(Task item) Return every entry exactly, except for any pictures.

(Dataset records)
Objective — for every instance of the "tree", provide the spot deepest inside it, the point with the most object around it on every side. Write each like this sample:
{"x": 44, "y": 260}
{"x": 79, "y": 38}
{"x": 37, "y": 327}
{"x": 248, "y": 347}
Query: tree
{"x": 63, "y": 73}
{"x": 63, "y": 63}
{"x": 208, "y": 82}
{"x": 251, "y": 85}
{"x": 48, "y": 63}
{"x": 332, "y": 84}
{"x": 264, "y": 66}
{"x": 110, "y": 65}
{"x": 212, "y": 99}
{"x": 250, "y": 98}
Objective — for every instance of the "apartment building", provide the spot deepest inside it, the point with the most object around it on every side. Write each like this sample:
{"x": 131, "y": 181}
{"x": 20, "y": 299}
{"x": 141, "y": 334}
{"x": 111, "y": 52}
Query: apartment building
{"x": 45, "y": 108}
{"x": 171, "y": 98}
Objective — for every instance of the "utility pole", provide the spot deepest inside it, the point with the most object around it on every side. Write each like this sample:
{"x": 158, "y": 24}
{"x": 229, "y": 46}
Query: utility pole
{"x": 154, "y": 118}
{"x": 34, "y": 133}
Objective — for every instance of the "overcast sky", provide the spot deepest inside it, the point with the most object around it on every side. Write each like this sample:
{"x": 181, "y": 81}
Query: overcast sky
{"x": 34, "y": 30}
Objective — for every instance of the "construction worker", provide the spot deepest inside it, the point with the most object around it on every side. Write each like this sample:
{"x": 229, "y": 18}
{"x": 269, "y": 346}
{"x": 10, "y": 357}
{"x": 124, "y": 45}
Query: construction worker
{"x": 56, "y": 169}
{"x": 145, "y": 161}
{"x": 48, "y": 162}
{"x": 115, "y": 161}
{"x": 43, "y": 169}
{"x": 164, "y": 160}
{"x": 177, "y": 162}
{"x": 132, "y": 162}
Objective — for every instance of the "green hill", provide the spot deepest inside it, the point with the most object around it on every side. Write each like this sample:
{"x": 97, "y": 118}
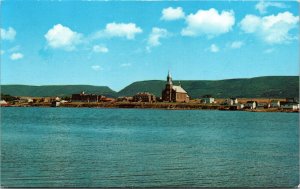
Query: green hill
{"x": 259, "y": 87}
{"x": 55, "y": 90}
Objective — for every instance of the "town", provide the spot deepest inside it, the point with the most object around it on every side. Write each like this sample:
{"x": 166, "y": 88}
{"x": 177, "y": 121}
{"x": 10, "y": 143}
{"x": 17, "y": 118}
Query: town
{"x": 172, "y": 97}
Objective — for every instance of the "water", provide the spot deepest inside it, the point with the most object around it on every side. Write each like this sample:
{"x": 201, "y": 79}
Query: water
{"x": 87, "y": 147}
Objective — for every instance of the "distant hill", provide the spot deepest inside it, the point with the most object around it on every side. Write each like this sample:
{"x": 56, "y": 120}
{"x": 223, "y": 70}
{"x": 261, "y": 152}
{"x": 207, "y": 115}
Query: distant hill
{"x": 259, "y": 87}
{"x": 55, "y": 90}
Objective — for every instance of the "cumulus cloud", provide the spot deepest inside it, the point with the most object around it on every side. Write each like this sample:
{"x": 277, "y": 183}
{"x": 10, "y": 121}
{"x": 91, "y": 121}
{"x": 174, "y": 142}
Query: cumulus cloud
{"x": 268, "y": 51}
{"x": 8, "y": 34}
{"x": 172, "y": 13}
{"x": 16, "y": 56}
{"x": 62, "y": 37}
{"x": 208, "y": 22}
{"x": 155, "y": 35}
{"x": 126, "y": 30}
{"x": 271, "y": 29}
{"x": 236, "y": 44}
{"x": 100, "y": 49}
{"x": 96, "y": 67}
{"x": 262, "y": 6}
{"x": 125, "y": 65}
{"x": 214, "y": 48}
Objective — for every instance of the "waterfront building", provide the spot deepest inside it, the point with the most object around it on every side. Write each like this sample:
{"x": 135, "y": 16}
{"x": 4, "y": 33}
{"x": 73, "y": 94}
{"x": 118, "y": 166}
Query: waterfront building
{"x": 275, "y": 104}
{"x": 82, "y": 97}
{"x": 250, "y": 105}
{"x": 207, "y": 99}
{"x": 263, "y": 105}
{"x": 144, "y": 97}
{"x": 231, "y": 101}
{"x": 174, "y": 93}
{"x": 291, "y": 106}
{"x": 291, "y": 100}
{"x": 124, "y": 99}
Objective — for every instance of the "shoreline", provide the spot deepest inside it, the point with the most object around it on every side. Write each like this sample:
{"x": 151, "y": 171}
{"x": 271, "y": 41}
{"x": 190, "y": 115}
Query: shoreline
{"x": 158, "y": 105}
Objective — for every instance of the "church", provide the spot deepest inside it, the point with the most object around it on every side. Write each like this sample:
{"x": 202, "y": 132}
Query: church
{"x": 173, "y": 93}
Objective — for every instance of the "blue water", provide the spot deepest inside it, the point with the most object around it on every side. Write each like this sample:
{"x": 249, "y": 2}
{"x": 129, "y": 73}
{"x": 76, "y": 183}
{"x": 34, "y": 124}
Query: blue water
{"x": 85, "y": 147}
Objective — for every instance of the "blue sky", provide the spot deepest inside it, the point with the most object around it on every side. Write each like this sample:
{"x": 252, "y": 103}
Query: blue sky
{"x": 113, "y": 43}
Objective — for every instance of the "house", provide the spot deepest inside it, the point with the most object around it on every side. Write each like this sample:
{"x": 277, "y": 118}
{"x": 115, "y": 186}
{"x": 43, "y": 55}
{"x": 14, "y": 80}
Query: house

(Result)
Objective — for every instance of the "tree", provide the spot deepest inside it, the point with the most object around it on every side. Write each like this sample:
{"x": 44, "y": 260}
{"x": 79, "y": 38}
{"x": 37, "y": 327}
{"x": 248, "y": 347}
Query: tree
{"x": 63, "y": 73}
{"x": 63, "y": 63}
{"x": 208, "y": 82}
{"x": 251, "y": 85}
{"x": 48, "y": 63}
{"x": 332, "y": 84}
{"x": 264, "y": 66}
{"x": 110, "y": 65}
{"x": 212, "y": 99}
{"x": 250, "y": 98}
Objective — for every instance of the "apartment building", provide the spot deepest inside it, the point with the most object around it on every side. Write each like this sample:
{"x": 131, "y": 181}
{"x": 20, "y": 299}
{"x": 141, "y": 334}
{"x": 111, "y": 52}
Query: apartment building
{"x": 45, "y": 108}
{"x": 171, "y": 98}
Objective — for every instance of the "utility pole", provide the spot deepest inside it, the point with the most object around it on every side. Write each like this sample:
{"x": 158, "y": 24}
{"x": 229, "y": 46}
Query: utility pole
{"x": 154, "y": 118}
{"x": 34, "y": 133}
Objective — for every instance of the "overcast sky", provide the spot deepest inside it, the point with the most object around it on every side. Write each like this sample:
{"x": 181, "y": 81}
Query: overcast sky
{"x": 34, "y": 30}
Objective — for every instance of the "construction worker", provide the spot deepest inside it, the point with the most object around it on every side. Write each like this sample:
{"x": 229, "y": 18}
{"x": 269, "y": 346}
{"x": 10, "y": 357}
{"x": 124, "y": 45}
Query: construction worker
{"x": 56, "y": 169}
{"x": 145, "y": 161}
{"x": 48, "y": 162}
{"x": 115, "y": 161}
{"x": 43, "y": 169}
{"x": 164, "y": 160}
{"x": 177, "y": 162}
{"x": 132, "y": 162}
Objective — for every instance of the "green hill", provide the spot deepest inside it, the point with the most object around it on every side. Write each like this sample:
{"x": 97, "y": 118}
Query: green hill
{"x": 259, "y": 87}
{"x": 55, "y": 90}
Objective — for every instance of the "town", provide the spot deepest inside it, the point with the most object around it on every side. Write each like this sample:
{"x": 166, "y": 88}
{"x": 177, "y": 121}
{"x": 10, "y": 143}
{"x": 17, "y": 118}
Query: town
{"x": 172, "y": 97}
Objective — for every instance of the "water", provide the spot deepest inside it, the point with the most object around it on every side. Write each like this sample:
{"x": 201, "y": 79}
Query: water
{"x": 87, "y": 147}
Objective — for every instance of the "distant hill", provide the spot deepest inside it, the point with the most object around it on every side. Write each like this sample:
{"x": 56, "y": 120}
{"x": 223, "y": 70}
{"x": 261, "y": 152}
{"x": 207, "y": 115}
Query: distant hill
{"x": 259, "y": 87}
{"x": 55, "y": 90}
Objective — for every instance of the "cumulus cloud", provide the spot deepest inside it, the point with the most object around it on every side. Write each like this sample:
{"x": 277, "y": 183}
{"x": 10, "y": 121}
{"x": 91, "y": 121}
{"x": 174, "y": 142}
Query: cumulus cloud
{"x": 268, "y": 51}
{"x": 8, "y": 34}
{"x": 172, "y": 13}
{"x": 16, "y": 56}
{"x": 62, "y": 37}
{"x": 208, "y": 22}
{"x": 155, "y": 35}
{"x": 126, "y": 30}
{"x": 271, "y": 29}
{"x": 236, "y": 44}
{"x": 100, "y": 49}
{"x": 96, "y": 67}
{"x": 262, "y": 6}
{"x": 125, "y": 65}
{"x": 214, "y": 48}
Objective — for every instance of the "waterfront building", provide the spot deepest inside it, the point with the most object around it on every side. Write each like this sample:
{"x": 135, "y": 16}
{"x": 4, "y": 33}
{"x": 73, "y": 94}
{"x": 118, "y": 166}
Query: waterfront building
{"x": 275, "y": 104}
{"x": 82, "y": 97}
{"x": 250, "y": 105}
{"x": 207, "y": 99}
{"x": 263, "y": 105}
{"x": 144, "y": 97}
{"x": 231, "y": 101}
{"x": 174, "y": 93}
{"x": 291, "y": 106}
{"x": 291, "y": 100}
{"x": 124, "y": 99}
Objective — for every instance of the "shoreline", provide the spot deepest inside it, the point with the most object around it on every side. Write each like this sample:
{"x": 151, "y": 171}
{"x": 271, "y": 41}
{"x": 190, "y": 115}
Query: shoreline
{"x": 158, "y": 105}
Objective — for every instance of the "church", provide the spot deepest inside it, the point with the most object around it on every side. Write each like this sample:
{"x": 202, "y": 132}
Query: church
{"x": 173, "y": 93}
Objective — for every instance of the "blue water", provide the spot deepest inside it, the point with the most object around it on every side. Write each like this sample:
{"x": 249, "y": 2}
{"x": 129, "y": 73}
{"x": 76, "y": 183}
{"x": 34, "y": 124}
Query: blue water
{"x": 85, "y": 147}
Objective — for every instance of the "blue sky", provide the spot deepest inside it, the point with the most object around it on every side. Write each like this sample:
{"x": 252, "y": 103}
Query: blue sky
{"x": 113, "y": 43}
Objective — for every instance of the "house", provide the spot deepest inside it, the point with the most object around it on every side. Write each like this sample:
{"x": 277, "y": 118}
{"x": 115, "y": 186}
{"x": 43, "y": 55}
{"x": 14, "y": 80}
Query: house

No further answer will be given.